[Excerpts of pointing data]

────────

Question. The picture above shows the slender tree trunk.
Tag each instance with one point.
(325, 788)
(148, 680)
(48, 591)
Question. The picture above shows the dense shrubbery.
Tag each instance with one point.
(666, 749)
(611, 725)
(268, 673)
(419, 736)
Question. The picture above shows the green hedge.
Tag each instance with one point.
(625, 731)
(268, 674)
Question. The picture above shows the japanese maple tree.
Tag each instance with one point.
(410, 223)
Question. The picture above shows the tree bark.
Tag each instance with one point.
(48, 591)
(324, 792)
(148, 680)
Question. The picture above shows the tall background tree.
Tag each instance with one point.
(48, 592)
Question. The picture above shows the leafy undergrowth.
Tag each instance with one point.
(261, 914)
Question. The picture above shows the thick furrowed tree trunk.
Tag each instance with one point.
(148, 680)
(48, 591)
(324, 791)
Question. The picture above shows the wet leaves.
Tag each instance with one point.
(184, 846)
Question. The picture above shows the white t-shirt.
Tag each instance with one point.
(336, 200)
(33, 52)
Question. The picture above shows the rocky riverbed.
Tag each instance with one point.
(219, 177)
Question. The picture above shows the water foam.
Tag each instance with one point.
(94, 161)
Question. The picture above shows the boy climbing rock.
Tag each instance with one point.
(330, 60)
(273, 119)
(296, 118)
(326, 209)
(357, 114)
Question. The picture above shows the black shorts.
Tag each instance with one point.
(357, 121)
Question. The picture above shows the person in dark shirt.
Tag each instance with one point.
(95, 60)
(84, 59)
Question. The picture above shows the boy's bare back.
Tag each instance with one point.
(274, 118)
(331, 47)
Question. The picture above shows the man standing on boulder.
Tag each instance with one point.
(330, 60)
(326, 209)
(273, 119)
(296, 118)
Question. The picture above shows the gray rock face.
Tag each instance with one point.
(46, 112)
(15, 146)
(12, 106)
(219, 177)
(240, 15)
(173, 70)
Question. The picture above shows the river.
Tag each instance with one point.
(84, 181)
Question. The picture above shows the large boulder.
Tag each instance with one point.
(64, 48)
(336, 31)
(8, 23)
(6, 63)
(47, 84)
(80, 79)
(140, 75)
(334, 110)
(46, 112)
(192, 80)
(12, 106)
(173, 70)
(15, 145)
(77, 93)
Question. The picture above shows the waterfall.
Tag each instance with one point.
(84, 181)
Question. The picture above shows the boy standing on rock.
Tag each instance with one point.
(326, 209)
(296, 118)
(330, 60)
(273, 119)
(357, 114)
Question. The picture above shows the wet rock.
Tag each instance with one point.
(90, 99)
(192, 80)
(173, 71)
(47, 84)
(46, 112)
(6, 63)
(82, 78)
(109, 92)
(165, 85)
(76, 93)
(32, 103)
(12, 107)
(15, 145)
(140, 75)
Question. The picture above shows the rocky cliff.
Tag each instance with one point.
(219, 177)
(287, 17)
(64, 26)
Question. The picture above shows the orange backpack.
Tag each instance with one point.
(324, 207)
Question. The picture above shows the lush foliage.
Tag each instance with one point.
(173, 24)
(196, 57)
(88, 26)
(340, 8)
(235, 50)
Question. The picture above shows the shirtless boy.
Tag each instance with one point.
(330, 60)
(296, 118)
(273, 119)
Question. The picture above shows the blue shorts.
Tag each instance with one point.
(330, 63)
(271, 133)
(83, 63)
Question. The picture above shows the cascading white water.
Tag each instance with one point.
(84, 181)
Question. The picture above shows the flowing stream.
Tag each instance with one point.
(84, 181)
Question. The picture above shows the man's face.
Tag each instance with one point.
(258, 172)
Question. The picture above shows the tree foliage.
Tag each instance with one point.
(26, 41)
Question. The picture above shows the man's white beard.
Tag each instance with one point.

────────

▶ WRITTEN REQUEST:
Extract exactly the lines between the line containing "Question. The picture above shows the boy standing" and the end of the data, including both.

▶ TASK ANSWER:
Question. The picture above shows the boy standing on rock.
Tag each instance with one point.
(326, 209)
(296, 118)
(330, 60)
(273, 119)
(357, 114)
Question. The picture above shows the wet rock.
Tag each instance with one point.
(90, 99)
(192, 80)
(173, 71)
(47, 84)
(46, 112)
(6, 63)
(82, 78)
(109, 92)
(165, 85)
(76, 93)
(32, 103)
(12, 107)
(15, 145)
(140, 75)
Question. The picture above shows the rocky cliff.
Tag each instance with one point.
(219, 177)
(287, 17)
(64, 26)
Question. The picture above shows the orange backpack.
Tag each instance with one point.
(324, 207)
Question. The picture above shows the lush foliage.
Tag each instance with one point.
(173, 24)
(196, 57)
(88, 26)
(340, 8)
(235, 50)
Question. The picture above shows the shirtless boy.
Tag each instance with one point.
(330, 60)
(296, 118)
(273, 119)
Question. The picture above shows the blue shorts.
Tag each instance with one point.
(330, 63)
(271, 133)
(83, 63)
Question. The picture above shows the cascading white water.
Tag each instance with one point.
(84, 181)
Question. The picture above shows the flowing stream.
Tag each instance with one point.
(84, 181)
Question. The picture above shows the man's face.
Tag each instance with one point.
(258, 172)
Question. The picture above shows the tree foliage.
Tag each instance with one point.
(26, 41)
Question. The picture above shows the man's white beard.
Tag each instance with one point.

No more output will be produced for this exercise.